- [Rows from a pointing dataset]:
(begin)
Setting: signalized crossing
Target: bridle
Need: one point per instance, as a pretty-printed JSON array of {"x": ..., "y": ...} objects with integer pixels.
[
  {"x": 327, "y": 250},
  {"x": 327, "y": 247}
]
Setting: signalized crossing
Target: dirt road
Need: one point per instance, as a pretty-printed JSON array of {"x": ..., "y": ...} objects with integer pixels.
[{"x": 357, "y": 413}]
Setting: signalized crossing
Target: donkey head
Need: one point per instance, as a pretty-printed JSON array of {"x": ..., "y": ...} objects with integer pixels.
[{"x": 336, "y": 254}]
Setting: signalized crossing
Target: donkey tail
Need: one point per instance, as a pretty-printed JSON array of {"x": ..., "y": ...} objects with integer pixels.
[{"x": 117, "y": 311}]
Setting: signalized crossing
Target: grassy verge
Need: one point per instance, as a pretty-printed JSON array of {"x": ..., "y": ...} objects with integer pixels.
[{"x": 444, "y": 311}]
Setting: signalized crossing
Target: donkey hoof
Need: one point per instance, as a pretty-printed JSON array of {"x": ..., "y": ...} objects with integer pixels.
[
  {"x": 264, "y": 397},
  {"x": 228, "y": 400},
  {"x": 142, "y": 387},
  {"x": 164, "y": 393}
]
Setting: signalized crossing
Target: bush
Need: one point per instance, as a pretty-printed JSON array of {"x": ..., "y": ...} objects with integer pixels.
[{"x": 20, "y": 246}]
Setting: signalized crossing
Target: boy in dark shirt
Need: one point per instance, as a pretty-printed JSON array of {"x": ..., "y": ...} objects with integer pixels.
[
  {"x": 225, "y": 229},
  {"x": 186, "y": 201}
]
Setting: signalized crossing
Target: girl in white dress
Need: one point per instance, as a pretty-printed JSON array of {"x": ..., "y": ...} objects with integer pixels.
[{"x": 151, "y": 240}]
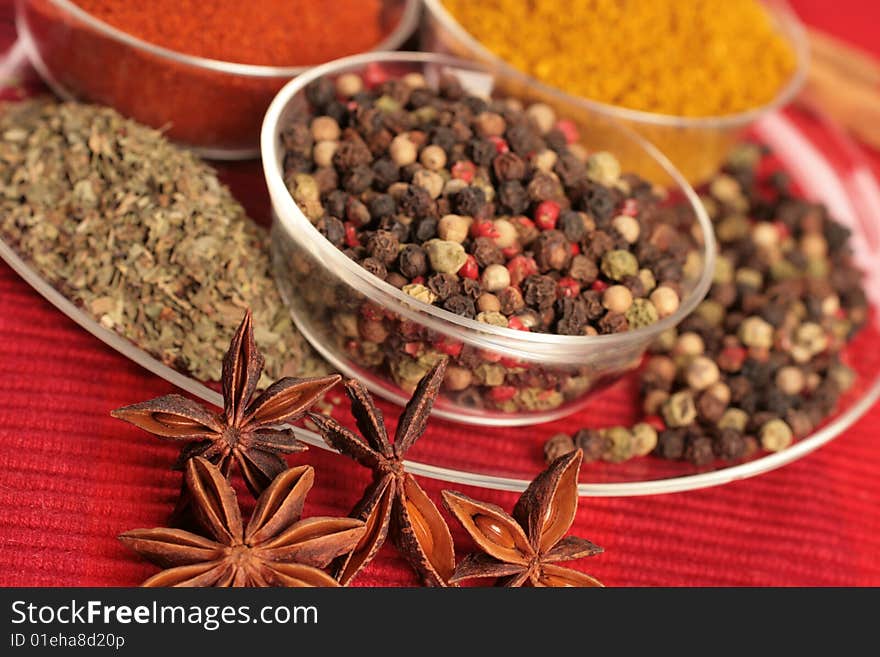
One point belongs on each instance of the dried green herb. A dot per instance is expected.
(142, 235)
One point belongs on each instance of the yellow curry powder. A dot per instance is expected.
(683, 57)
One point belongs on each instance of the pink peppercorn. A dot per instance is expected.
(484, 228)
(470, 268)
(464, 170)
(546, 215)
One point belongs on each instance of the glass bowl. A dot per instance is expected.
(696, 145)
(213, 106)
(523, 377)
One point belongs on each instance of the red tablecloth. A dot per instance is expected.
(72, 478)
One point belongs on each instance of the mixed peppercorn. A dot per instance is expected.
(758, 364)
(486, 209)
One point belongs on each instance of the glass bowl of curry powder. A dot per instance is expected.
(690, 90)
(203, 72)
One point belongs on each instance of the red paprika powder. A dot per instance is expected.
(77, 49)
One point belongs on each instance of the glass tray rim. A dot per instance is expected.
(772, 124)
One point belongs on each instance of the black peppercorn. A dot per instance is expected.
(425, 229)
(539, 291)
(320, 92)
(385, 173)
(332, 229)
(444, 285)
(470, 201)
(383, 246)
(670, 444)
(412, 261)
(461, 305)
(512, 197)
(482, 152)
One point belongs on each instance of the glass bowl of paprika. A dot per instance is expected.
(386, 328)
(697, 141)
(171, 65)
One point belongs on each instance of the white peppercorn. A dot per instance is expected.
(776, 435)
(403, 151)
(430, 181)
(790, 380)
(349, 84)
(488, 302)
(495, 278)
(665, 299)
(756, 332)
(453, 227)
(701, 373)
(544, 160)
(543, 116)
(644, 439)
(617, 298)
(628, 227)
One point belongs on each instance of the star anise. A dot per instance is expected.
(525, 547)
(275, 549)
(246, 431)
(394, 502)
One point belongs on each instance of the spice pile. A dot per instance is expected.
(694, 58)
(271, 33)
(758, 364)
(278, 548)
(488, 210)
(141, 234)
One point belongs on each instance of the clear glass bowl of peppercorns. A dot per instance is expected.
(427, 207)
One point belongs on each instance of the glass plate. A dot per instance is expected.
(820, 160)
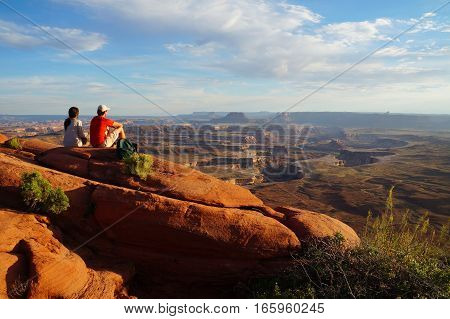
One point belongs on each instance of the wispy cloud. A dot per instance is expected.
(26, 36)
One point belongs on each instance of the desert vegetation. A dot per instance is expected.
(139, 165)
(39, 195)
(13, 143)
(397, 258)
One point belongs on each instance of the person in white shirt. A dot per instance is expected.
(74, 135)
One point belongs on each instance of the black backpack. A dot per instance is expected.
(125, 148)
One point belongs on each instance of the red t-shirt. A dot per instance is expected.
(99, 124)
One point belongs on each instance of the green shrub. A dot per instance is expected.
(139, 165)
(13, 143)
(396, 259)
(39, 195)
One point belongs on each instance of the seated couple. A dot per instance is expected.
(103, 131)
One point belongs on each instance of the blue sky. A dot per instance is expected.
(224, 55)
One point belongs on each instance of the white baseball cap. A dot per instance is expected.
(103, 108)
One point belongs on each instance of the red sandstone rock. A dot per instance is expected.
(3, 138)
(161, 224)
(11, 169)
(183, 234)
(309, 225)
(53, 271)
(168, 179)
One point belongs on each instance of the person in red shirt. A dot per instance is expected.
(105, 132)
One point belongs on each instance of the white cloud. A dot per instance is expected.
(392, 51)
(357, 32)
(28, 36)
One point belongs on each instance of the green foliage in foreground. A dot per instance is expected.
(39, 195)
(13, 143)
(396, 259)
(139, 165)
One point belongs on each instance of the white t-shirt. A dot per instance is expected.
(74, 134)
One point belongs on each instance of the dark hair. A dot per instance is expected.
(73, 113)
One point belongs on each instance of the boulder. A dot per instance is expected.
(190, 241)
(12, 272)
(3, 138)
(309, 226)
(164, 225)
(52, 270)
(168, 179)
(77, 189)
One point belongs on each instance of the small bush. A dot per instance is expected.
(39, 195)
(396, 259)
(13, 143)
(139, 165)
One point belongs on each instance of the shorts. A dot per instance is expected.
(111, 138)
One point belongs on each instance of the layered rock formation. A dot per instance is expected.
(34, 264)
(179, 226)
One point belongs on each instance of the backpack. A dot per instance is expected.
(125, 148)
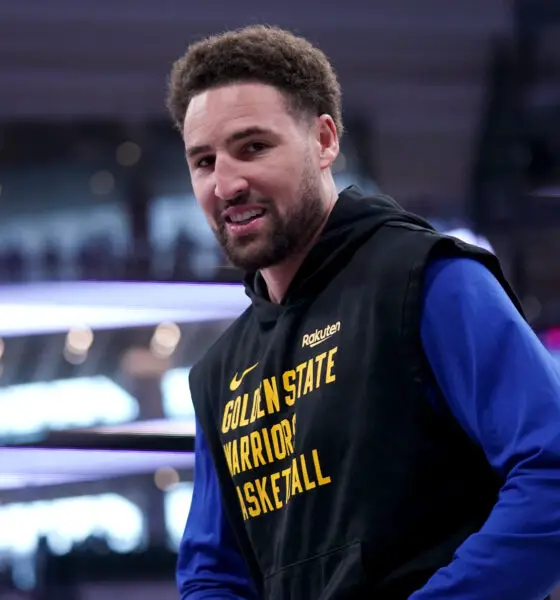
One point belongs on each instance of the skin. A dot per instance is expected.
(245, 150)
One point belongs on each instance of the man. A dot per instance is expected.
(381, 422)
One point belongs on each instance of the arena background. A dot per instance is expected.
(112, 284)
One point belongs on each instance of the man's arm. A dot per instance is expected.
(504, 389)
(210, 566)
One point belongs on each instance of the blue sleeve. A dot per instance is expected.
(504, 389)
(210, 566)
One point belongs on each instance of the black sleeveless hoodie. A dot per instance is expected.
(338, 476)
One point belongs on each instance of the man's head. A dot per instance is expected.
(260, 114)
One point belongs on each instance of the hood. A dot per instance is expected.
(353, 220)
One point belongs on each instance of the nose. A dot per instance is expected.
(229, 181)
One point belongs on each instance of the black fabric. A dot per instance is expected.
(339, 477)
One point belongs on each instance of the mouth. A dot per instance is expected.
(243, 221)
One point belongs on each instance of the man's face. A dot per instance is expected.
(255, 172)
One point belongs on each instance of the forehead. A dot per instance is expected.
(222, 110)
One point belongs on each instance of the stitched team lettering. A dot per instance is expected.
(296, 383)
(273, 443)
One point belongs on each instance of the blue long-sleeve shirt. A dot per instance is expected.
(503, 387)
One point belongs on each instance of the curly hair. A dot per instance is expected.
(258, 54)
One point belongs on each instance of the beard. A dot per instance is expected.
(282, 235)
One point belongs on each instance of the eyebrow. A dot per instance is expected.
(193, 151)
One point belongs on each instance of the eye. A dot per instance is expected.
(255, 147)
(205, 162)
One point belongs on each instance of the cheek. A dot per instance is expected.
(205, 200)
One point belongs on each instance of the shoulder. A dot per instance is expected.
(211, 365)
(465, 292)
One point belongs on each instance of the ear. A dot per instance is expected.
(327, 138)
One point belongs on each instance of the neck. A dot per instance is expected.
(279, 277)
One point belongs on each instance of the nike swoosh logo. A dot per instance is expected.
(236, 381)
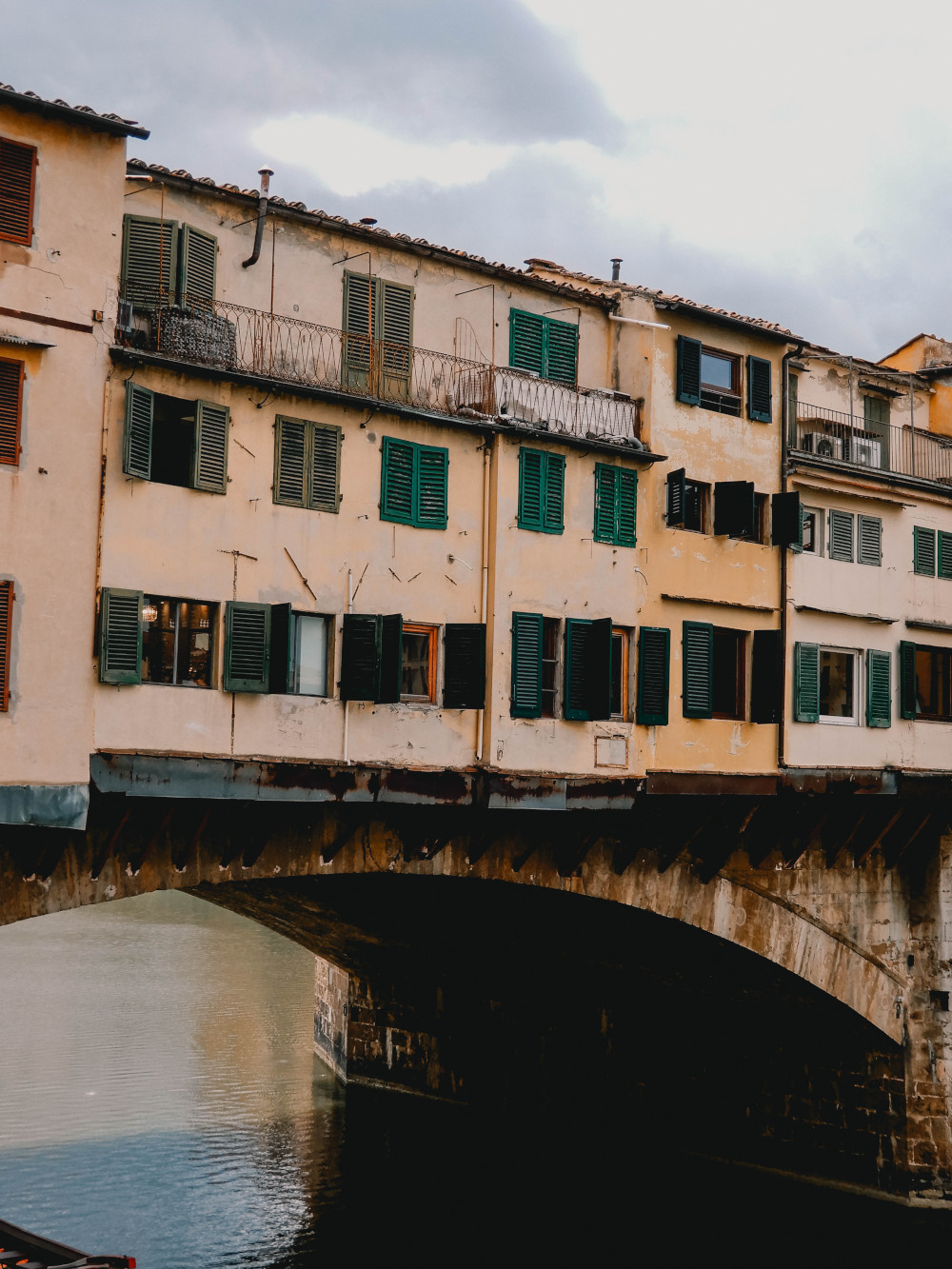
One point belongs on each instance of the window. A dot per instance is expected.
(7, 598)
(175, 442)
(414, 484)
(616, 503)
(163, 260)
(541, 490)
(10, 410)
(18, 164)
(418, 664)
(307, 465)
(544, 346)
(end)
- [Goal of the exercise]: Update the records from the line with "One point belongs on each instance of the black fabric." through the end of the records by replacing "dot" with "mark" and keeping everything else the same. Return only those lines, and leave out the picture lines.

- [Answer]:
One point belongs on each instance of the black fabric. A mark per instance is expected.
(339, 477)
One point belongs on each instance of the mouth. A mark per instance is expected.
(243, 221)
One point belongs on each instance of the man's face. A mark per instance is expected.
(255, 172)
One point belongs on each instance of the forehead. A mark per instance is expected.
(222, 110)
One point belongs on each instance of the stitched team lettering. A mark per instance is expected.
(296, 383)
(273, 443)
One point belongs on each instance of the blue long-sleeve shirt. A mark per instance is expected.
(503, 387)
One point belongs on each instance of the curly hair. A mark per instance is expected.
(258, 54)
One point belongs on each instance of the beard. A mark per instance is expected.
(282, 235)
One point belongs on each instance of the eyebrow. A mark per instance is expected.
(193, 151)
One point belongs on each instance of the eye. A mark per instance is expected.
(255, 147)
(205, 162)
One point belongs on each instance of the cheek. A mark per instance is expected.
(205, 200)
One point belongs on each instance of the shoulder. A mark per instance is expected.
(211, 365)
(465, 292)
One point belongs on each instance of the ear. A mark per instance is expected.
(327, 138)
One point belongs on each instance of the neck. A mark per instance is expected.
(279, 277)
One point belongs on each instance of the nike swoosh logo. A mark per instance is expected.
(236, 381)
One point belongs on each instance of the window. A mark per instance is expected.
(7, 598)
(175, 442)
(414, 484)
(616, 503)
(163, 260)
(541, 490)
(10, 410)
(18, 164)
(418, 664)
(307, 465)
(544, 346)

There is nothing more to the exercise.